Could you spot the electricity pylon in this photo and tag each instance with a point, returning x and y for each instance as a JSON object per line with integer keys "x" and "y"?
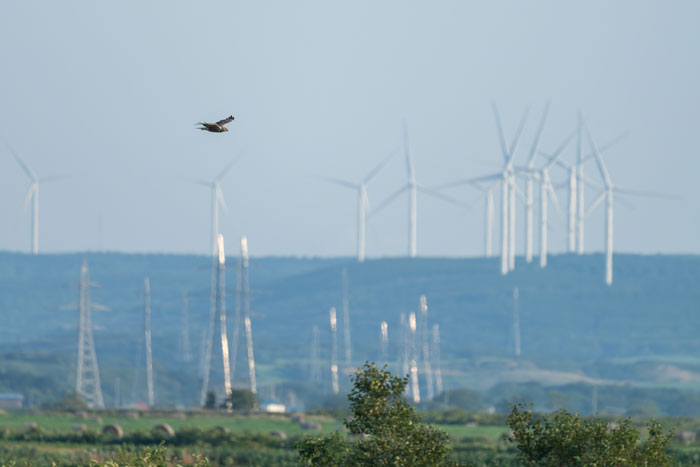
{"x": 87, "y": 382}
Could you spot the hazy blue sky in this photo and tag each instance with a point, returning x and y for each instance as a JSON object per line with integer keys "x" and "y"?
{"x": 109, "y": 92}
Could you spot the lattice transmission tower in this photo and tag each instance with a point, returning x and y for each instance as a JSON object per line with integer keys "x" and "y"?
{"x": 87, "y": 382}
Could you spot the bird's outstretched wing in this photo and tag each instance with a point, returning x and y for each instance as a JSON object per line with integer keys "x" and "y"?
{"x": 209, "y": 126}
{"x": 225, "y": 121}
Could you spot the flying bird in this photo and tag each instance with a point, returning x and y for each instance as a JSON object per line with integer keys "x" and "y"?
{"x": 218, "y": 127}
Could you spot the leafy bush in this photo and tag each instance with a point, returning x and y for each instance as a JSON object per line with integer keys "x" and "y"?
{"x": 567, "y": 439}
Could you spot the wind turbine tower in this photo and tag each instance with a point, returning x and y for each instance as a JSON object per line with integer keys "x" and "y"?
{"x": 404, "y": 346}
{"x": 87, "y": 382}
{"x": 33, "y": 196}
{"x": 412, "y": 186}
{"x": 217, "y": 199}
{"x": 508, "y": 191}
{"x": 186, "y": 347}
{"x": 315, "y": 354}
{"x": 346, "y": 318}
{"x": 415, "y": 388}
{"x": 426, "y": 347}
{"x": 245, "y": 263}
{"x": 384, "y": 341}
{"x": 435, "y": 353}
{"x": 516, "y": 322}
{"x": 217, "y": 307}
{"x": 221, "y": 287}
{"x": 580, "y": 215}
{"x": 334, "y": 351}
{"x": 412, "y": 197}
{"x": 147, "y": 339}
{"x": 363, "y": 205}
{"x": 529, "y": 204}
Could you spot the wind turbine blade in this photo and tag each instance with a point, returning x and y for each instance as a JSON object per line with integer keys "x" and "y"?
{"x": 485, "y": 178}
{"x": 439, "y": 195}
{"x": 536, "y": 142}
{"x": 598, "y": 159}
{"x": 528, "y": 171}
{"x": 407, "y": 150}
{"x": 30, "y": 173}
{"x": 517, "y": 190}
{"x": 228, "y": 166}
{"x": 595, "y": 203}
{"x": 201, "y": 182}
{"x": 559, "y": 162}
{"x": 518, "y": 133}
{"x": 501, "y": 137}
{"x": 379, "y": 166}
{"x": 391, "y": 198}
{"x": 653, "y": 194}
{"x": 589, "y": 181}
{"x": 365, "y": 201}
{"x": 54, "y": 178}
{"x": 608, "y": 145}
{"x": 30, "y": 192}
{"x": 220, "y": 198}
{"x": 340, "y": 182}
{"x": 553, "y": 197}
{"x": 454, "y": 184}
{"x": 555, "y": 155}
{"x": 625, "y": 203}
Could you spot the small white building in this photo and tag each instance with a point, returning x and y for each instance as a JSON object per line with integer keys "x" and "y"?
{"x": 272, "y": 407}
{"x": 11, "y": 401}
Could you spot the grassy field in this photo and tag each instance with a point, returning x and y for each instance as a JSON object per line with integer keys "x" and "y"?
{"x": 248, "y": 441}
{"x": 236, "y": 424}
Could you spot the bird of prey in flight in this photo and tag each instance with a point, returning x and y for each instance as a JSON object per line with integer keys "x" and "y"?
{"x": 218, "y": 127}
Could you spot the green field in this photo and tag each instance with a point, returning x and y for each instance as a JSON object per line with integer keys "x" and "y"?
{"x": 248, "y": 441}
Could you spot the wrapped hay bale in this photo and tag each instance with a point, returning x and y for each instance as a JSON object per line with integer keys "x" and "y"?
{"x": 165, "y": 430}
{"x": 113, "y": 430}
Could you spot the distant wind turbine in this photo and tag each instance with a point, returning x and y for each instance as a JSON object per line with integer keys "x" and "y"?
{"x": 413, "y": 187}
{"x": 576, "y": 184}
{"x": 607, "y": 194}
{"x": 546, "y": 192}
{"x": 508, "y": 191}
{"x": 33, "y": 196}
{"x": 217, "y": 199}
{"x": 363, "y": 206}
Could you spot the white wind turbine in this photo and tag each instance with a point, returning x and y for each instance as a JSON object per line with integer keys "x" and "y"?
{"x": 217, "y": 199}
{"x": 529, "y": 192}
{"x": 363, "y": 206}
{"x": 413, "y": 187}
{"x": 607, "y": 194}
{"x": 546, "y": 192}
{"x": 33, "y": 196}
{"x": 508, "y": 191}
{"x": 576, "y": 184}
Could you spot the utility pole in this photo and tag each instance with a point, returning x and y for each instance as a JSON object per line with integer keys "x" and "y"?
{"x": 346, "y": 319}
{"x": 245, "y": 263}
{"x": 516, "y": 322}
{"x": 426, "y": 347}
{"x": 147, "y": 338}
{"x": 334, "y": 351}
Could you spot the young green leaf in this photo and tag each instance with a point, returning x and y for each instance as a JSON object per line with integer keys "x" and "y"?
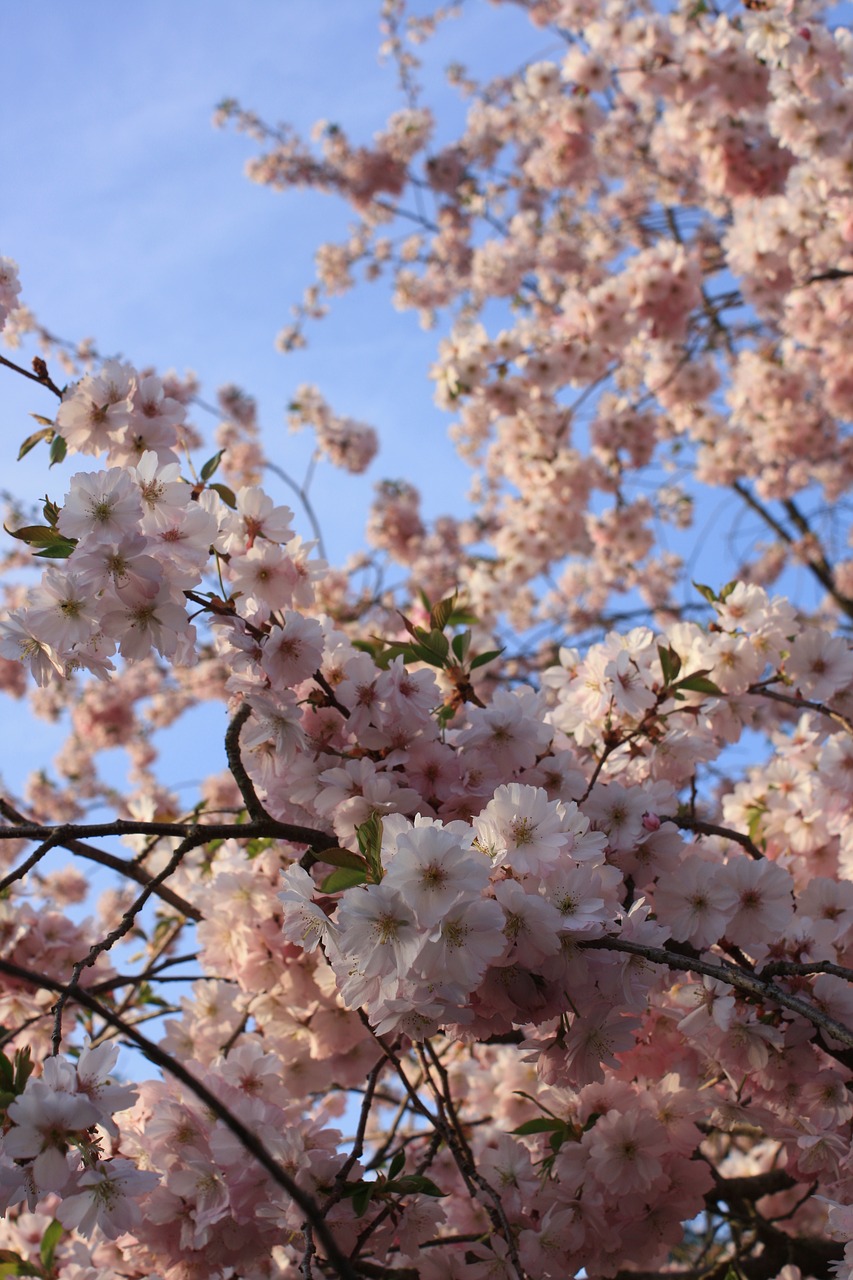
{"x": 482, "y": 658}
{"x": 345, "y": 877}
{"x": 58, "y": 449}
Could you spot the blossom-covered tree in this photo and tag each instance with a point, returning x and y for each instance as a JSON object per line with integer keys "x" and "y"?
{"x": 493, "y": 956}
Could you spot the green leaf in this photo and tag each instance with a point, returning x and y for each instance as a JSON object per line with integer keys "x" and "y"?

*-*-*

PROBLEM STATEMENT
Print only the lines from the line that contains "Could you spot the young" to the final line of the data, inclusive. Pictures stay out.

SOLUTION TO THE PROBLEM
Could you spot the young green leaf in this photo and tag each instance with a point, returning x and y for each instance as a JSON object per line with integer keys "x" and "y"?
{"x": 482, "y": 658}
{"x": 345, "y": 877}
{"x": 58, "y": 449}
Could you spot the blossom-covered tree in this photo and tag each instance with a point, returning x and y for each instance as a JSON object per line with integer keys "x" and "y"?
{"x": 493, "y": 956}
Could you spot the green leaf in this photo and tag each instance with a point, returning x and y for each instance as a JSON object per line with integer keys "x" and "y"?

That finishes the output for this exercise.